WHAT THIS TASK INVOLVES — Lines from the start of the data through the line containing "positive clicks: (130, 74) (122, 75)" must be given again exactly. Leave the others out.

--- DATA SECTION ---

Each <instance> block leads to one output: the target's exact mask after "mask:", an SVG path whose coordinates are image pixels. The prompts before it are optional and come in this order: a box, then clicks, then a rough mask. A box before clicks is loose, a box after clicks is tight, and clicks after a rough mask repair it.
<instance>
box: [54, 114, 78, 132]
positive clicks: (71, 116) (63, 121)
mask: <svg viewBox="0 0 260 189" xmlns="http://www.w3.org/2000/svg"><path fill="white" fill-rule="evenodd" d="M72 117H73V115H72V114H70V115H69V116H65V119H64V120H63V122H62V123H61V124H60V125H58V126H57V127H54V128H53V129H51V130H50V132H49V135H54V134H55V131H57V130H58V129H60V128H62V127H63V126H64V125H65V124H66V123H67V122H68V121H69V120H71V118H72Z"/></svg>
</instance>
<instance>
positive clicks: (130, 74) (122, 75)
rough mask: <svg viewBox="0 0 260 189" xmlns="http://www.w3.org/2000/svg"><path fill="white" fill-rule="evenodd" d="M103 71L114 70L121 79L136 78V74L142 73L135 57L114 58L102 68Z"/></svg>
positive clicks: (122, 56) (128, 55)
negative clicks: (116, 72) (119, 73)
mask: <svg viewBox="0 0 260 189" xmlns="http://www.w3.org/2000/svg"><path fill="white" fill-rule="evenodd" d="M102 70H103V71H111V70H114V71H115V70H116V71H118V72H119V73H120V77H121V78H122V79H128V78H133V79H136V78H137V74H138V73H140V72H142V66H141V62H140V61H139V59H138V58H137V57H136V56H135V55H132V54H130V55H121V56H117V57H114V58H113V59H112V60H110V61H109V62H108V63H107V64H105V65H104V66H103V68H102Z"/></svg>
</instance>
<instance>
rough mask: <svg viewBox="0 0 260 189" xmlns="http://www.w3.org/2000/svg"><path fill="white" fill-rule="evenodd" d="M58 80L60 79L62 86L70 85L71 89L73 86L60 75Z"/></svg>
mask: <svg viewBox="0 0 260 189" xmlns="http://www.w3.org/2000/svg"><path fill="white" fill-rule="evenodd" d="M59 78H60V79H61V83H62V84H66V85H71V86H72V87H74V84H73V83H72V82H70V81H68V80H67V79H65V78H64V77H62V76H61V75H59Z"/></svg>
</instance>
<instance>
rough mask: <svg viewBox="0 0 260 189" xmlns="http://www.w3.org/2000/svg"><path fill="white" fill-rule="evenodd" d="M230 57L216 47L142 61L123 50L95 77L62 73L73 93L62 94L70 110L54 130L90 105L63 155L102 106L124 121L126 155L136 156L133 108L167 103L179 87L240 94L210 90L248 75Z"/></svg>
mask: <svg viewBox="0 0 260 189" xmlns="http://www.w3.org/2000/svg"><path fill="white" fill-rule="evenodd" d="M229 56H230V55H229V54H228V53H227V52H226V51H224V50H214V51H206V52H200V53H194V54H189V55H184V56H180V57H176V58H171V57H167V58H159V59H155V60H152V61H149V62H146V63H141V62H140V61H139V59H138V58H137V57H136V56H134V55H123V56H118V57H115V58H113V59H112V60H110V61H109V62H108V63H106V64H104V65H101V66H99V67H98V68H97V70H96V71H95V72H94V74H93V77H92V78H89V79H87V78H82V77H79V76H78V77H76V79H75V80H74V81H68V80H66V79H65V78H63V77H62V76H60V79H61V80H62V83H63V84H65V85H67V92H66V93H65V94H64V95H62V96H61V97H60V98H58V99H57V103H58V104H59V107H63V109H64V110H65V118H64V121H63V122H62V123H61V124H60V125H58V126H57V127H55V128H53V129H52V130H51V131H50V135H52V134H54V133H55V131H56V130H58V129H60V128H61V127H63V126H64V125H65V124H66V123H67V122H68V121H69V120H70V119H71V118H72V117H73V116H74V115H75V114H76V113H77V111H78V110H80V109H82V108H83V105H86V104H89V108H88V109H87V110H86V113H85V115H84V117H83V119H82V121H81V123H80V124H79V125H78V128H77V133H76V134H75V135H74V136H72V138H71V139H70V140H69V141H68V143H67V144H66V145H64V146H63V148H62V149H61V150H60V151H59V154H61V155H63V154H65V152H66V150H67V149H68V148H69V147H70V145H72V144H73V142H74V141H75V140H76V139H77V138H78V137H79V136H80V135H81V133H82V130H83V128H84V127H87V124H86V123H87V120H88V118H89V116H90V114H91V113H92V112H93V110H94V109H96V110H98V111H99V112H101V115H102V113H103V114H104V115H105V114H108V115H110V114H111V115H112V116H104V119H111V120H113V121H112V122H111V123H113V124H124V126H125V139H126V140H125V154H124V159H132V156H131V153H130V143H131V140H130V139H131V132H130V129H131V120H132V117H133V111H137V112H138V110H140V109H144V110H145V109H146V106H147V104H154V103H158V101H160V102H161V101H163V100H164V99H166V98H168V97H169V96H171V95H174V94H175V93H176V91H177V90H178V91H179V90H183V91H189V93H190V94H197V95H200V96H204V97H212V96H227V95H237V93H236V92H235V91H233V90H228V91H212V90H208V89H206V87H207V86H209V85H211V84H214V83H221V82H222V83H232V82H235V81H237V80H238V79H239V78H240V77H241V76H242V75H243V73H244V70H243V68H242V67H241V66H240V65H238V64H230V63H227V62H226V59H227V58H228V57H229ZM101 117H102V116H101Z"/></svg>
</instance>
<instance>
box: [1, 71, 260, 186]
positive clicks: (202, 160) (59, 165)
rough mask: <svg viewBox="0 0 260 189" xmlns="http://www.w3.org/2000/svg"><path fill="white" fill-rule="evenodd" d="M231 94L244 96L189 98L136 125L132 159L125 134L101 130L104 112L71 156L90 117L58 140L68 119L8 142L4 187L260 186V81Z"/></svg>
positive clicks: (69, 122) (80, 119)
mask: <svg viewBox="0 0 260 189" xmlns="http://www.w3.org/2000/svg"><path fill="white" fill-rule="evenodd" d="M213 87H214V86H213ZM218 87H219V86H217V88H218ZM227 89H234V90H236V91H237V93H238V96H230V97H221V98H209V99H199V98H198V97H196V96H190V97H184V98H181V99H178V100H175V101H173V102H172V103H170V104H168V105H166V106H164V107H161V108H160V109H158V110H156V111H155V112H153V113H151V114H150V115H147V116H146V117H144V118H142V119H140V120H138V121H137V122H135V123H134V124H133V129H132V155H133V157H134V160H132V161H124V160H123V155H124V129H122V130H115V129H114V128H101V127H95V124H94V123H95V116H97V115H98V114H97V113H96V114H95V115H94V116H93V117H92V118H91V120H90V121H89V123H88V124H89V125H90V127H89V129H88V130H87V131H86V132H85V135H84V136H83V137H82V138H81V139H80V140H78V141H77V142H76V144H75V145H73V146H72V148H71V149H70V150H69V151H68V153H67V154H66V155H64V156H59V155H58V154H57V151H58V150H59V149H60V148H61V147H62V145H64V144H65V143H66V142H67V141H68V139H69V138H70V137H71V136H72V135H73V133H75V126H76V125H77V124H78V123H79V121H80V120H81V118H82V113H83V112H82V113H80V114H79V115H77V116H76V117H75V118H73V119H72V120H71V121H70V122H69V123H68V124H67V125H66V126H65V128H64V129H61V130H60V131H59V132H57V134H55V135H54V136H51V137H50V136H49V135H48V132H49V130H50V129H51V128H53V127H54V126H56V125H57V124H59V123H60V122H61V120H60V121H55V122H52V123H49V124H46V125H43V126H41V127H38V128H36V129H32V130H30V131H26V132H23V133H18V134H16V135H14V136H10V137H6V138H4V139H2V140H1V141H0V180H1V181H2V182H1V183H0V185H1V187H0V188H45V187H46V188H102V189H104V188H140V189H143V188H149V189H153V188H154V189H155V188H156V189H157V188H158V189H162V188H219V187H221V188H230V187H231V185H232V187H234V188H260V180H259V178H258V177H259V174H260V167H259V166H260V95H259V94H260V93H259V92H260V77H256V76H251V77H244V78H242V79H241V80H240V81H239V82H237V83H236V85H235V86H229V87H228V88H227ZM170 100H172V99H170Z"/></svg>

---

SOLUTION FOR THIS TASK —
Each <instance> block leads to one output: the target's exact mask after "mask:", an SVG path whose coordinates are image pixels. The prompts before it are optional and come in this order: a box, then clicks, then a rough mask. A box before clicks is loose, a box after clicks is tight, and clicks after a rough mask repair it.
<instance>
box: [54, 114, 78, 132]
positive clicks: (71, 116) (63, 121)
mask: <svg viewBox="0 0 260 189" xmlns="http://www.w3.org/2000/svg"><path fill="white" fill-rule="evenodd" d="M72 117H73V115H72V114H70V115H69V116H65V119H64V120H63V122H62V123H61V124H60V125H58V126H57V127H54V128H53V129H51V130H50V132H49V135H54V134H55V131H57V130H58V129H60V128H62V127H63V126H64V125H65V124H66V123H67V122H68V121H69V120H71V118H72Z"/></svg>
</instance>
<instance>
positive clicks: (130, 74) (122, 75)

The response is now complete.